Prompt:
Rewrite only the lines of the material between the line holding "One point marks each instance of the boy's hand." and the line holding "(1245, 103)", inclusive, keeping every request as it stands. Scale each x and y coordinate in the answers by 2.35 and round to the nearest whole number, with halves rounded up.

START Material provided

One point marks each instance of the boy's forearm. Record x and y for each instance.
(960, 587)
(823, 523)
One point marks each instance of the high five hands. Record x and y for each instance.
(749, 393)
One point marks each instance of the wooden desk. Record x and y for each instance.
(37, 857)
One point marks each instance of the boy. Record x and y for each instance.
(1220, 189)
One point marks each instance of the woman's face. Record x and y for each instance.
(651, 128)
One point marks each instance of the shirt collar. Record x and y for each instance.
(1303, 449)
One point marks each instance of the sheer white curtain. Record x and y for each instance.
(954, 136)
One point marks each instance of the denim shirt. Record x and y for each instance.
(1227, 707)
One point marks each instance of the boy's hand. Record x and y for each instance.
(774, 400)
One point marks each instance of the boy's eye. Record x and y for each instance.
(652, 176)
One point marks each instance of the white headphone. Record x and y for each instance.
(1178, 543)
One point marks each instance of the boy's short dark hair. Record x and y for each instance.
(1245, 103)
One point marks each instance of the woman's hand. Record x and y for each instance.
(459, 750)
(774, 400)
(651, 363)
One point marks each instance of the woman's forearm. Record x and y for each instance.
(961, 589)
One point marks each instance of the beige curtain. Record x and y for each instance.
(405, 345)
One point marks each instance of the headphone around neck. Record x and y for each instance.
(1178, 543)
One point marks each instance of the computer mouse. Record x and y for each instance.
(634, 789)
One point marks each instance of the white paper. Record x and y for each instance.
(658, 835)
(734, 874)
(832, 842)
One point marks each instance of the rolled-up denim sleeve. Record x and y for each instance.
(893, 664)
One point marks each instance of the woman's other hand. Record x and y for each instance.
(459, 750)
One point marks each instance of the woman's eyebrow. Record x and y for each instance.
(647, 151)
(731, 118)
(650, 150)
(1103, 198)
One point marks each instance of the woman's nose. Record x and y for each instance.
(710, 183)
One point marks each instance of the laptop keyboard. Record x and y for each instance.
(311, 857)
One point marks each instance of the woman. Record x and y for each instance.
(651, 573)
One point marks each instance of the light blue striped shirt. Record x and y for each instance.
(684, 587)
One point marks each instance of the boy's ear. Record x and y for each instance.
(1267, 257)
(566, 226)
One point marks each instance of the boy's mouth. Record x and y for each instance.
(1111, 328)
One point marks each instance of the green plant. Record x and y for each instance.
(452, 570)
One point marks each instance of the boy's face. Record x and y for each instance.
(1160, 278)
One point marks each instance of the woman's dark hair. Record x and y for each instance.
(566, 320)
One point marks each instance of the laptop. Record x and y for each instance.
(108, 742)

END Material provided
START Material provided

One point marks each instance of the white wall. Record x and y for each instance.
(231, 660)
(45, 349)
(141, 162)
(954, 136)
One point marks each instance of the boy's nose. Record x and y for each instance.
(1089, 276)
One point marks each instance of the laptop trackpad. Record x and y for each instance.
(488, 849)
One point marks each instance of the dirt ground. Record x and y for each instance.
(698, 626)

END Material provided

The response:
One point marks each instance of the boy's hand. Record x and y for each instance.
(1819, 940)
One point marks each instance of the boy's eye. Record x and y for each instance.
(1532, 414)
One point marks each instance of the white headphone. Record x and y for each instance.
(2768, 1276)
One point marks each instance of the boy's short dark hair. Record x and y for each instance.
(2926, 242)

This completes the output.